▶ Records for processing:
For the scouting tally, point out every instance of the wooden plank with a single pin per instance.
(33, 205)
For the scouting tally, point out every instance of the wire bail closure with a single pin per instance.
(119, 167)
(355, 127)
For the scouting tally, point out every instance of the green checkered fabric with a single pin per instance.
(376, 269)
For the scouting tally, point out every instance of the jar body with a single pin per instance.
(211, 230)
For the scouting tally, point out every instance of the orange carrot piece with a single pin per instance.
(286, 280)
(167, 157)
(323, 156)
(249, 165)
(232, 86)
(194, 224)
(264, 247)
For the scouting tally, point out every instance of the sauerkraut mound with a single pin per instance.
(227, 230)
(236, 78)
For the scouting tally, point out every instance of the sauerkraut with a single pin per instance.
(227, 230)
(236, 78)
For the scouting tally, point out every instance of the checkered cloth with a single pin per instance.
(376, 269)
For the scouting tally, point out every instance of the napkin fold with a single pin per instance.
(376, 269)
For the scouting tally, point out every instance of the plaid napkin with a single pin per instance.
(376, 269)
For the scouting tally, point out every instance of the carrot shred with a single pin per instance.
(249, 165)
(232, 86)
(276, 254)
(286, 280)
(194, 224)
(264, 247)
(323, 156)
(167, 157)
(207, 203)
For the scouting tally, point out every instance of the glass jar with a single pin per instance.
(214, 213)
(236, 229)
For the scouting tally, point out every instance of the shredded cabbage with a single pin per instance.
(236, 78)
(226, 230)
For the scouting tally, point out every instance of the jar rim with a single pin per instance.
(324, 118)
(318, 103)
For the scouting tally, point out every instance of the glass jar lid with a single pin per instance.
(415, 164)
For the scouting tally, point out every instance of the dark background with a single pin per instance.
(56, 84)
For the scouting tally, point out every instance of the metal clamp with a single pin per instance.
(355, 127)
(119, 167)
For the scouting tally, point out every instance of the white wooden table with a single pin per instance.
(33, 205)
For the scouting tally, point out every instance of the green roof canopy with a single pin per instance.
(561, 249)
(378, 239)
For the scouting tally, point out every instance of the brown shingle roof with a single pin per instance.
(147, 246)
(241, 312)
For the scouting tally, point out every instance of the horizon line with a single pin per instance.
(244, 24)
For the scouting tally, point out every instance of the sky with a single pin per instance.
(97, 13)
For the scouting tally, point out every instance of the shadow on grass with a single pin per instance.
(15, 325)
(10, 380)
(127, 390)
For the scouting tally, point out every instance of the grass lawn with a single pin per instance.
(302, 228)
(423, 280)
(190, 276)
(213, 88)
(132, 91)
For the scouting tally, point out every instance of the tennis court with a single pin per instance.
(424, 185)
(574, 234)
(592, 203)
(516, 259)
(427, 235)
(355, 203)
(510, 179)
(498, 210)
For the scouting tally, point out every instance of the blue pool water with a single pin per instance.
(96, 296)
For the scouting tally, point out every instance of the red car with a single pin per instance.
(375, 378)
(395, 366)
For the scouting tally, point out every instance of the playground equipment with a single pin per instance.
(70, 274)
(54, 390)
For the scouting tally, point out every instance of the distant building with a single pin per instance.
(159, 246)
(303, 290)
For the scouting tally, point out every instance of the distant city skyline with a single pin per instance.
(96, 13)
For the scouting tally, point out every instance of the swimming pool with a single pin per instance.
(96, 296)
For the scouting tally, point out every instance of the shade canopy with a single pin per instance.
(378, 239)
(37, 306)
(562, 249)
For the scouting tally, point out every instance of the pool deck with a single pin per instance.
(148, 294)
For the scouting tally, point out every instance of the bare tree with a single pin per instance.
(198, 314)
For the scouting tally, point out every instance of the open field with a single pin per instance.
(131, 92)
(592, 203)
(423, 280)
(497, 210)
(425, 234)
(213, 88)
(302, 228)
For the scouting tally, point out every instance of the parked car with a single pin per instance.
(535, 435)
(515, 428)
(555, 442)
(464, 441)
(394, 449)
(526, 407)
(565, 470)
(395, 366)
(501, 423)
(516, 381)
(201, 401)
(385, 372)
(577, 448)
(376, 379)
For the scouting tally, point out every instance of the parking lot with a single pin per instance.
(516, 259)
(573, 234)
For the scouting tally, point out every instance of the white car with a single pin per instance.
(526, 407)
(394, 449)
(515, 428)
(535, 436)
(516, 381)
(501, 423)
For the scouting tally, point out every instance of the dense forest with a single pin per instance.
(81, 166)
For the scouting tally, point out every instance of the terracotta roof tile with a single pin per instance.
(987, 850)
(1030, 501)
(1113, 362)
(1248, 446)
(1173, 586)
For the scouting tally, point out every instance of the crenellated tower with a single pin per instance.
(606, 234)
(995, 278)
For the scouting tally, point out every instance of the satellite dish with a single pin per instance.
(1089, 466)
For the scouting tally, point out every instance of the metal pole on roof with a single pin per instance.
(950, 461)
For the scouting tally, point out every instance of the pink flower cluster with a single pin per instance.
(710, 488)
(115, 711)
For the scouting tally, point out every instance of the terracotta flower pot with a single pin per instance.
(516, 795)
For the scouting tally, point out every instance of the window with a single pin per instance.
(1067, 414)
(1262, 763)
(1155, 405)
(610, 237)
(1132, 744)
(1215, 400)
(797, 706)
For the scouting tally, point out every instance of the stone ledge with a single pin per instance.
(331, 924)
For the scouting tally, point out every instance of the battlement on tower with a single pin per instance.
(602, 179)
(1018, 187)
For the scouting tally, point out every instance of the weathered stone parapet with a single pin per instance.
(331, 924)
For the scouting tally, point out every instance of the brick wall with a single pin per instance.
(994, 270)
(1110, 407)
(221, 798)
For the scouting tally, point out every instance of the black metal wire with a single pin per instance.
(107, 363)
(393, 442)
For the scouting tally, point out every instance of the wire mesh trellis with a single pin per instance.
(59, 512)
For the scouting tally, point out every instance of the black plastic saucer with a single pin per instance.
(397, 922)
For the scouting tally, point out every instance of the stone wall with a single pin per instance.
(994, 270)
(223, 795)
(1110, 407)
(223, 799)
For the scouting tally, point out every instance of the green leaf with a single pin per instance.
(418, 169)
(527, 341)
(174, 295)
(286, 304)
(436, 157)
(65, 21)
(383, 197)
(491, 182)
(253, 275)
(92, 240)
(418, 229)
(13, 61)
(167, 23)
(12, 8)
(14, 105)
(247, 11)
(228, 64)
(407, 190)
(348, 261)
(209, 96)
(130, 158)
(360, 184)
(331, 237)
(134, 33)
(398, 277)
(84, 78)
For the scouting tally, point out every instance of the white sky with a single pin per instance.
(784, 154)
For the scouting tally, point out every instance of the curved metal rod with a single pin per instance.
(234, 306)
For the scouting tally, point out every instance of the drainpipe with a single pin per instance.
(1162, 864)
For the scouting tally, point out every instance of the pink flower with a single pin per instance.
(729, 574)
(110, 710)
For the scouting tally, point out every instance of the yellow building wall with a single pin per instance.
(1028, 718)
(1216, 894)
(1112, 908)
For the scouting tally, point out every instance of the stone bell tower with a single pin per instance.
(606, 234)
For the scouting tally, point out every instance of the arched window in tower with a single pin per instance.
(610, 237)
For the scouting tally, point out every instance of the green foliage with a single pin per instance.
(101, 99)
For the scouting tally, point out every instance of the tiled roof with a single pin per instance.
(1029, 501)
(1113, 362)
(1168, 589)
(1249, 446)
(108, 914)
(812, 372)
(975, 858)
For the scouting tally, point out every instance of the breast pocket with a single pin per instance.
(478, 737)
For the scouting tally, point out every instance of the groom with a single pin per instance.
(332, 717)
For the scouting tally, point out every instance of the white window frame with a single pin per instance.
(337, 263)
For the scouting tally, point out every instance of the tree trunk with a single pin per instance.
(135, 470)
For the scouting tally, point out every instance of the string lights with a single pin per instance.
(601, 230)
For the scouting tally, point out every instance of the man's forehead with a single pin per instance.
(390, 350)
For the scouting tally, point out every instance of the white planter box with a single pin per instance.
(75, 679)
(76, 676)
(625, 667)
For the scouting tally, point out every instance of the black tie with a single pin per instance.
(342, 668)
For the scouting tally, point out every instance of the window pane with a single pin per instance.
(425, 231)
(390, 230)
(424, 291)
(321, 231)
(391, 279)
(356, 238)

▶ What is being asked: Please copy the records above word for word, starting with the line that contains "crenellated tower with a single pin per instance." and continuing through the line that contains "(1089, 466)", including both of those lines.

▶ Written response:
For the scouting tally, point out every instance of the crenellated tower with a single pin per instance.
(606, 234)
(995, 278)
For the scouting tally, point out every instance of the satellite dish with a single pin per instance.
(1089, 466)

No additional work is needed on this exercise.